**Requirement**
A word-for-word restatement of the data is what is needed.

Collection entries
------------------------------------

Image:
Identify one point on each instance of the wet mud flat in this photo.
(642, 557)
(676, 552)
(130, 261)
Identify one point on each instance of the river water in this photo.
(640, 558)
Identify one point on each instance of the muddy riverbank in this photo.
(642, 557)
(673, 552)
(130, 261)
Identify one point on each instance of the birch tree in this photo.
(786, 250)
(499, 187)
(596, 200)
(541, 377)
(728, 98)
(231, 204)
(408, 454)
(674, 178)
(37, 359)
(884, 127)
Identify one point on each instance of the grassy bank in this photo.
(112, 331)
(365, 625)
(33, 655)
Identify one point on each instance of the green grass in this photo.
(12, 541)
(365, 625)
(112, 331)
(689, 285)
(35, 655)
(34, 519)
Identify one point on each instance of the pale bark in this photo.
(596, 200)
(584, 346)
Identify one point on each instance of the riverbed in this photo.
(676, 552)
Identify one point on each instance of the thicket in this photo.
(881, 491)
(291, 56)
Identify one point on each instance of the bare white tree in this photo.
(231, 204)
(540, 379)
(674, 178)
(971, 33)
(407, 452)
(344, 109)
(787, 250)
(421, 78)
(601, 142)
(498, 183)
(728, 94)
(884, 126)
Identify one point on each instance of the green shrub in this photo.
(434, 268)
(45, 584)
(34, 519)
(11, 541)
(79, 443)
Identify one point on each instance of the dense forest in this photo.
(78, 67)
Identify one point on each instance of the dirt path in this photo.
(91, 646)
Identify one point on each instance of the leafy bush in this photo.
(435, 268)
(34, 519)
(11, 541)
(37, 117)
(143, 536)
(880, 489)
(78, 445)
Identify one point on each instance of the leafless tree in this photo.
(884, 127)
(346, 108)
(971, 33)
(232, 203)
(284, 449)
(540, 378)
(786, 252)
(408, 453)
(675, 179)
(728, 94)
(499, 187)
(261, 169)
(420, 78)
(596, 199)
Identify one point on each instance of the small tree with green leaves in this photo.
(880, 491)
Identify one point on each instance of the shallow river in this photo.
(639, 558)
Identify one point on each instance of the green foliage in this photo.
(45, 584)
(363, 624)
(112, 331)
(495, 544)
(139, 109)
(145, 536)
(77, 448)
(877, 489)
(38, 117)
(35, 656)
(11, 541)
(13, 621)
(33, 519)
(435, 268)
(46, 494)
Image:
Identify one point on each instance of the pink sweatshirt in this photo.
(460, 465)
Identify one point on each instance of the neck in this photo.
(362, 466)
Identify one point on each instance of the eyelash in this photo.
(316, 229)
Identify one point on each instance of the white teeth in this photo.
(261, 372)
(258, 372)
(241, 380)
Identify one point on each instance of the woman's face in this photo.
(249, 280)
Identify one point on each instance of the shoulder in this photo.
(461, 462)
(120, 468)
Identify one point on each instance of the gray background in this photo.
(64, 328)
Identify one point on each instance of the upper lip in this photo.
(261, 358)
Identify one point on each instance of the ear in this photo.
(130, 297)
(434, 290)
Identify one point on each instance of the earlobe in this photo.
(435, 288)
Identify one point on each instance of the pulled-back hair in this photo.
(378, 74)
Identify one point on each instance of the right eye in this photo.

------------------------------------

**Answer to the problem**
Image:
Identify one point on each instance of the wet mud flat in this photo.
(642, 557)
(676, 552)
(130, 261)
Identify one point on each instance of the river water in this photo.
(640, 558)
Identify one point on each instance of the muddy riverbank in this photo.
(642, 557)
(673, 552)
(130, 261)
Identify one point on each instance of the birch tree in this photo.
(786, 250)
(499, 187)
(596, 200)
(541, 377)
(728, 98)
(231, 204)
(408, 454)
(674, 178)
(37, 359)
(884, 127)
Identify one point on each instance of the grassy bank in this photo.
(112, 331)
(365, 625)
(33, 655)
Identify one point on each instance of the green grass in this photo.
(12, 541)
(365, 625)
(112, 331)
(689, 285)
(35, 655)
(34, 519)
Identify one point on each instance of the pale bark in this photo.
(596, 200)
(584, 346)
Identify one point on each instance of the riverbed in this photo.
(676, 552)
Identify one point on each instance of the thicket in this photo.
(881, 491)
(291, 56)
Identify one point on each instance of the bare white tree in this photo.
(231, 204)
(540, 379)
(674, 178)
(971, 33)
(407, 452)
(344, 109)
(787, 250)
(421, 78)
(601, 142)
(498, 183)
(728, 94)
(884, 126)
Identify one point on each instance of the green shrub in this photo.
(434, 268)
(45, 584)
(34, 519)
(11, 541)
(79, 443)
Identify one point on each instance of the dense forest in this photo.
(78, 67)
Identify one point on each instance of the dirt path in this photo.
(91, 646)
Identify one point on each instance of the leafy bush in this photo.
(435, 268)
(34, 519)
(11, 541)
(37, 117)
(143, 536)
(880, 489)
(78, 445)
Identify one point on each instance of the leafless tree in this photo.
(884, 127)
(346, 108)
(971, 33)
(232, 203)
(284, 449)
(540, 378)
(786, 252)
(408, 453)
(675, 179)
(728, 94)
(499, 187)
(261, 169)
(420, 78)
(596, 199)
Identify one point on each instance of the small tree with green leaves in this photo.
(880, 491)
Identify one point on each instance of the shallow river in this photo.
(639, 558)
Identify one point on each instance of the green foliage in this photo.
(45, 584)
(363, 624)
(112, 331)
(495, 544)
(139, 109)
(145, 536)
(77, 448)
(877, 489)
(38, 117)
(35, 656)
(11, 541)
(13, 621)
(33, 519)
(435, 268)
(46, 494)
Image:
Identify one point on each instance of the pink sweatshirt in this photo.
(460, 465)
Identify one point on each instance of the neck in this photo.
(362, 466)
Identify one point on each instance of the eyelash in this photo.
(316, 229)
Identify one point on each instance of the white teeth in this photo.
(261, 372)
(258, 372)
(241, 380)
Identify one point on each instance of the woman's face in this photo.
(249, 280)
Identify one point on each instance of the shoulder in this photo.
(461, 462)
(120, 468)
Identify one point on each instance of the gray background in this photo.
(64, 328)
Identify one point on each instance of the upper lip in this photo.
(261, 358)
Identify one point on each instance of the ear in this photo.
(130, 297)
(434, 290)
Identify one point on each instance of the earlobe in this photo.
(435, 288)
Identify one point on each instance of the pulled-back hair in this photo.
(378, 74)
Identify one point on each instance of the right eye in this photo.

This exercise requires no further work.